Segment Start: MATERIAL PROVIDED
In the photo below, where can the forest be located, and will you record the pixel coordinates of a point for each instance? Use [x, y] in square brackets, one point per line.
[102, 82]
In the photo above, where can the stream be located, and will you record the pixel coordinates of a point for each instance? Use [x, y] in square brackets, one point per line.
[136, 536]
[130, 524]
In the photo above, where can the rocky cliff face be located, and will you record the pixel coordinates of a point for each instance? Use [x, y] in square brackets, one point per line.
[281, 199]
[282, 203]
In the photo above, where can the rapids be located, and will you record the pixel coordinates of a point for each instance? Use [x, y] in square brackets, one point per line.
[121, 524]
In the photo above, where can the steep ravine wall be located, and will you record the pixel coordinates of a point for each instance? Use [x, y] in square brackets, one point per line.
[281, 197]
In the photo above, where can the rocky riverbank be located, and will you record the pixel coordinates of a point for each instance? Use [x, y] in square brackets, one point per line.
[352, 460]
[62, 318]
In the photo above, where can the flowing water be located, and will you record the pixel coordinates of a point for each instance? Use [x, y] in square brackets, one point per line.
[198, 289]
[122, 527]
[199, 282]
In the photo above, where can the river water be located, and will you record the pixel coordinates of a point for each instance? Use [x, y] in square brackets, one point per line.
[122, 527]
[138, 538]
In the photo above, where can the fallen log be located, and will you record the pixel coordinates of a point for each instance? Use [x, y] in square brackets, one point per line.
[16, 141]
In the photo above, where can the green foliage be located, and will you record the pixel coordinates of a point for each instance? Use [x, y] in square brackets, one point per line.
Segment End: MATERIAL PROVIDED
_ASSIGNMENT_
Could you reproduce all of the entries exactly as they appear?

_SOLUTION FOR THIS TASK_
In the photo below, where can the forest be located, and will you record the pixel coordinates of a point for each instance? Use [x, y] in square brackets, one point per line.
[102, 82]
In the photo above, where can the stream be located, and will you record the pixel coordinates of a point for each instance? Use [x, y] in square brackets, one point per line.
[136, 536]
[130, 524]
In the photo above, where can the rocky cliff face be located, and will you record the pixel coordinates of a point for each instance? Use [x, y] in square brackets, one point per line.
[281, 199]
[282, 203]
In the photo above, where can the rapids be located, and will you record the pixel coordinates of a point for each instance? Use [x, y] in square brackets, one point per line.
[121, 524]
In the photo above, where can the steep ravine wall be located, and will you record the pixel coordinates of a point for each instance? Use [x, y] in square brackets, one point per line.
[281, 197]
In the photo above, where can the rocky riverbank be located, and will you record the pixel coordinates of a point for each instance? Use [x, y] in square brackets, one point per line.
[352, 460]
[62, 318]
In the photo above, where can the flowing water be located, and will you record the pixel coordinates of a point for each instance? Use [x, y] in square brackets, one point per line.
[198, 289]
[122, 527]
[199, 282]
In the photo above, where can the river water be located, and will you record the pixel coordinates of a point for each instance? Use [x, y] in square brackets, one point per line.
[122, 527]
[138, 538]
In the photo above, where can the fallen log be located, and will you record the pixel coordinates of a point for each instance? Use [x, y] in square brackets, one point per line.
[16, 141]
In the photo above, where can the green foliage be located, and will you record the pixel coordinates of a point for each instance? Use [x, y] in square brackets, one point per line.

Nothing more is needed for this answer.